I’m calling my fellow Evangelicals to raise their eyes and to pay attention, to read their Bibles carefully, as I was taught to do in an Evangelical school. So many get their faith points from [right-wing TV personalities] Bill O’Reilly or Sean Hannity, but if they would get their faith from Jesus, they would be surprised at how he does not fit into any box and flips the tables of the money-changers and stands with the adulterers and prevents the death penalty…

Bernie at Liberty, for me, struck such a nerve because he treated us like grown-ups. He presented the message thoughtfully, politely. He was warmhearted, he was jovial, he didn’t play any political games. He didn’t tell us what we wanted to hear. He was just plain, and it reminded me of John the Baptist.

But why does someone like Jim seem like such an outlier? Aren’t evangelical Christians the natural ally of right-wing politicians and Big Business?

No, not according to One Nation Under God: How Corporate America Invented Christian America, a book by Kevin Kruse, Professor of History at Princeton. As explained in a review at the website of Democracy: A Journal of Ideas, Kruse argues that there was an organized effort in the 1950s to link religion and corporate capitalism. For example, a group called:

Spiritual Mobilization sought to rally clergymen to fight liberalism, arguing that the only political position compatible with Christianity was laissez-faire. They aimed to counter the ideas—summed up as the Social Gospel—that good Christians might have obligations to help the poor, that there was something spiritually problematic about the love of money, and that working to create a better and more egalitarian social order might be necessary to live a righteous life. In his first inaugural address, Roosevelt had celebrated the expulsion of the money changers from the “temple of our civilization,” and called for replacing the “mad chase of evanescent profits” with a return to more noble social values. Spiritual Mobilization begged to differ, insisting instead that profit could be the cornerstone of a moral vision.

Spiritual Mobilization was funded by conservative businessmen and a number of corporations, including General Motors and Gulf Oil. Its leader “embraced his identity as a man who preached to the rich: “I have smiled when critics of mine have called me the Thirteenth Apostle of Big Business or the St. Paul of the Prosperous.”

______

Answer these questions from the excerpt on evangelicals and corporate America:
1. Which biblical figure did Bernie at Liberty remind the speaker of?
2. Who wrote One Nation Under God, and at which university is he a professor?
3. Which two corporations are named among the funders of Spiritual Mobilization?

Extracted records>
______

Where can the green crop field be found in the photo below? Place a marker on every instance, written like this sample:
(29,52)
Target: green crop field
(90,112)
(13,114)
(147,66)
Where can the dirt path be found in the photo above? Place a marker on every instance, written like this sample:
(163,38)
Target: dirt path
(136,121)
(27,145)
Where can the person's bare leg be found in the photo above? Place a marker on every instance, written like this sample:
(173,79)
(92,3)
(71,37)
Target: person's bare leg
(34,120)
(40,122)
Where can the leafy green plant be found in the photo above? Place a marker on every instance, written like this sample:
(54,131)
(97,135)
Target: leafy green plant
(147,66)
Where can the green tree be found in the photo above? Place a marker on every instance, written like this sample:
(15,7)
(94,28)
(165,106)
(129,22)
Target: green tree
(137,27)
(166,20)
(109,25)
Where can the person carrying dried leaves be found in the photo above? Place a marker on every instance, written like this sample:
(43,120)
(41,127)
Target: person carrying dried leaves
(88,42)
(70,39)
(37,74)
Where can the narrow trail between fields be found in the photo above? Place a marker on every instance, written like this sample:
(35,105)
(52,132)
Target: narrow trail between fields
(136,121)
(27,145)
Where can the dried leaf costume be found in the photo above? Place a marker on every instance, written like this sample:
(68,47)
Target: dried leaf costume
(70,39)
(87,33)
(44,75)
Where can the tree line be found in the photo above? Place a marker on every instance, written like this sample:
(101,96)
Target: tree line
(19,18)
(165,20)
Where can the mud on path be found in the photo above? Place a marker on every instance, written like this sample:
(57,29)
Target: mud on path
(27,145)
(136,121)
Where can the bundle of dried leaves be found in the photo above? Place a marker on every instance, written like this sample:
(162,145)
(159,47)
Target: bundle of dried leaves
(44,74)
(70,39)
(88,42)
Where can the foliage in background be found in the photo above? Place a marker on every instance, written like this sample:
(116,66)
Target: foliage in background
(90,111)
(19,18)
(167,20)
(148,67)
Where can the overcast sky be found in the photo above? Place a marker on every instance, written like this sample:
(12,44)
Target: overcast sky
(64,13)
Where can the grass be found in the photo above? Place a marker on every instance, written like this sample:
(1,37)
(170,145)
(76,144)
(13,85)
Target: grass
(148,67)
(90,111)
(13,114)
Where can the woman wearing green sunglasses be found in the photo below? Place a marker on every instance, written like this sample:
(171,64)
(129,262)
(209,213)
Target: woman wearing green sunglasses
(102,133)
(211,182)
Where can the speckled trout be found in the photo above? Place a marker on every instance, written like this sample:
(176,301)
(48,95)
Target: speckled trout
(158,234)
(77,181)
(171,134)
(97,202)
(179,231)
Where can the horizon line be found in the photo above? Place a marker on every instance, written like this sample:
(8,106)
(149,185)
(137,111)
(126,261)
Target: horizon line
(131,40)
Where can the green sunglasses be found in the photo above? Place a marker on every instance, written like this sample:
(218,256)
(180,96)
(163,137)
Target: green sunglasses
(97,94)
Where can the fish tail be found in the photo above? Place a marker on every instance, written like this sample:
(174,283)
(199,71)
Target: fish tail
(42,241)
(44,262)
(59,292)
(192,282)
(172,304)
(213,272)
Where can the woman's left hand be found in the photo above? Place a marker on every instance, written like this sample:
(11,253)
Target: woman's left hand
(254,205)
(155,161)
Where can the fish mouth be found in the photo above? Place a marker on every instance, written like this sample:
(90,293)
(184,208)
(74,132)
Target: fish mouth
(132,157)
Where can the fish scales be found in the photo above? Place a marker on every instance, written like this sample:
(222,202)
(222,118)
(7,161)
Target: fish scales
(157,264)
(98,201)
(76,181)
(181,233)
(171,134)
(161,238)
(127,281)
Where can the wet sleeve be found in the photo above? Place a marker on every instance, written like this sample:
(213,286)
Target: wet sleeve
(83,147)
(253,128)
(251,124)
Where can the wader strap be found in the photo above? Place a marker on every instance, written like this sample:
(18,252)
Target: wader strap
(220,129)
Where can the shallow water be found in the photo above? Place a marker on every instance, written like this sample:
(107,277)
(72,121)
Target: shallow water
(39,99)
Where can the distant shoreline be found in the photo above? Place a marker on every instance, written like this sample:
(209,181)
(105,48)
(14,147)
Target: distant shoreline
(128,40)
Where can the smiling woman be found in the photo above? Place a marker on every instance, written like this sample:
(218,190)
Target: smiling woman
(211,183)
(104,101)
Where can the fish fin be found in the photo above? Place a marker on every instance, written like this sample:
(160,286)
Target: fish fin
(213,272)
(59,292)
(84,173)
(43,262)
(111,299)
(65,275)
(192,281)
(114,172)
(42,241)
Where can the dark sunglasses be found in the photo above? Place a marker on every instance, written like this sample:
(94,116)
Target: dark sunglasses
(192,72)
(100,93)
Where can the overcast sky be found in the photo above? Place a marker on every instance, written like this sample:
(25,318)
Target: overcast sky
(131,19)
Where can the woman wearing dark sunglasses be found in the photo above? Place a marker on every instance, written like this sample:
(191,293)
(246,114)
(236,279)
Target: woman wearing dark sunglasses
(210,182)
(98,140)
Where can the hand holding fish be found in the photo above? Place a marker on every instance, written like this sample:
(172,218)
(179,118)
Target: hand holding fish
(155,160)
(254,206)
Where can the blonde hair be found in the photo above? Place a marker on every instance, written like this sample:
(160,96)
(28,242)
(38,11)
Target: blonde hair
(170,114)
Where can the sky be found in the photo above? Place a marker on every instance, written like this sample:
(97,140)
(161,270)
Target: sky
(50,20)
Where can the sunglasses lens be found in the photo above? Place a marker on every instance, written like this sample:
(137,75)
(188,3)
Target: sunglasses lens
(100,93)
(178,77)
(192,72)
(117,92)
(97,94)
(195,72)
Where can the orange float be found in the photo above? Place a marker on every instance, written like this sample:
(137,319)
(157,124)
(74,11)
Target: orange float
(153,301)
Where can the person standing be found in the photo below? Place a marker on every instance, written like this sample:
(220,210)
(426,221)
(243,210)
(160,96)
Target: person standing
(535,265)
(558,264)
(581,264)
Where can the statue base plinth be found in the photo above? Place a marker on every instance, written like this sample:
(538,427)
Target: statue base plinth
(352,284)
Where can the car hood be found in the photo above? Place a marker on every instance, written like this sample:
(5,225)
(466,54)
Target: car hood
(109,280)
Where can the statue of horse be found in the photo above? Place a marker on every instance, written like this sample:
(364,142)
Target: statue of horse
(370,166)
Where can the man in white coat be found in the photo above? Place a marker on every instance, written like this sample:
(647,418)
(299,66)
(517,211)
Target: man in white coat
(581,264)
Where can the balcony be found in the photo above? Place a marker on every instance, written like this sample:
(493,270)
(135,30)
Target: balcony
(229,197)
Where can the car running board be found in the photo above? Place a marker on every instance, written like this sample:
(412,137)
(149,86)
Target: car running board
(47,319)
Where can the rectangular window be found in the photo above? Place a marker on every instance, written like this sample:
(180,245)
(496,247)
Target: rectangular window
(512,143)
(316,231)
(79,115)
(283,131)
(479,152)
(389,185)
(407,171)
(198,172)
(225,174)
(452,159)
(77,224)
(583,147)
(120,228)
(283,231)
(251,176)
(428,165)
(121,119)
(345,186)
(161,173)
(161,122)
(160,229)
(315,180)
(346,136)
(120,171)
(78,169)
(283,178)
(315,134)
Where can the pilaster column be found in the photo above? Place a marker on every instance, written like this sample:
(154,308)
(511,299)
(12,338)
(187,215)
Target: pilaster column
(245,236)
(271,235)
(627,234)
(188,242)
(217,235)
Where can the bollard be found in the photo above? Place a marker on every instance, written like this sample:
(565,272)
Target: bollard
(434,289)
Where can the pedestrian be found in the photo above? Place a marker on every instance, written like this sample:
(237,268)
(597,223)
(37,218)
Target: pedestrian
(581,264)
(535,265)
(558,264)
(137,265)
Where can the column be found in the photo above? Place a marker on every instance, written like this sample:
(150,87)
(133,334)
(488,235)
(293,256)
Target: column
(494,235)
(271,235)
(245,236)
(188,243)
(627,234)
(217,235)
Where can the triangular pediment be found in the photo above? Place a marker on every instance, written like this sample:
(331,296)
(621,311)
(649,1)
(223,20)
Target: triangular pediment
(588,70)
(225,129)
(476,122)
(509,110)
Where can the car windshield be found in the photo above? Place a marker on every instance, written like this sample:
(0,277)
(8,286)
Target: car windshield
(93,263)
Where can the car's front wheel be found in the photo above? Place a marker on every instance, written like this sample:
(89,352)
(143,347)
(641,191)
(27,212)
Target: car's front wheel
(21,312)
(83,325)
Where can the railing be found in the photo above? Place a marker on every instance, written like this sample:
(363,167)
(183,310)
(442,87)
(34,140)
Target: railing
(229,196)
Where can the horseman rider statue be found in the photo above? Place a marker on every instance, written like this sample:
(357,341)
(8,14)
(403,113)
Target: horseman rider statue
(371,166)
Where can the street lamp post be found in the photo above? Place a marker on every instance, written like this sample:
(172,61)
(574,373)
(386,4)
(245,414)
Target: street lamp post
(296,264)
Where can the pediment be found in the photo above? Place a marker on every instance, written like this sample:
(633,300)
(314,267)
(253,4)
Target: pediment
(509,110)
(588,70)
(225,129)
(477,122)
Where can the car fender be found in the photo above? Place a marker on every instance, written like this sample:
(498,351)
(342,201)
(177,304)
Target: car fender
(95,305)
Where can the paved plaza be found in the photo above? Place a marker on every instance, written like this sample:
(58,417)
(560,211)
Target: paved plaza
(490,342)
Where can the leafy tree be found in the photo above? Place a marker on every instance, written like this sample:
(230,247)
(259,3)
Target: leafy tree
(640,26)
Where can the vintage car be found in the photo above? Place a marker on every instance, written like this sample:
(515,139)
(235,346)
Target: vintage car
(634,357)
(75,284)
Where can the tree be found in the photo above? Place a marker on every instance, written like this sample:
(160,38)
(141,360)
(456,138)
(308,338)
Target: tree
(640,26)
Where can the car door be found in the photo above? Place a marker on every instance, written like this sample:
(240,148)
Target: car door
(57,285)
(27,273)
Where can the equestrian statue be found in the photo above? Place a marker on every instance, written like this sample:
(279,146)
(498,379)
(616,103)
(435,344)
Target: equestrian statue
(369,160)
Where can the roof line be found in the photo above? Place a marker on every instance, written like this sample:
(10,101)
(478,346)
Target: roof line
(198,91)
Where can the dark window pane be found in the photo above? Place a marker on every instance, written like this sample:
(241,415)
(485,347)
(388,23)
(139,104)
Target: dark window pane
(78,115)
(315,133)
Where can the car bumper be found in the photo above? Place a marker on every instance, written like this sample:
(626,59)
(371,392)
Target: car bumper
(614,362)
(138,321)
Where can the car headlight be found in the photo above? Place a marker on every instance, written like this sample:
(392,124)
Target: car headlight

______

Exercise result>
1. John the Baptist.
2. Kevin Kruse, Professor of History at Princeton.
3. General Motors and Gulf Oil.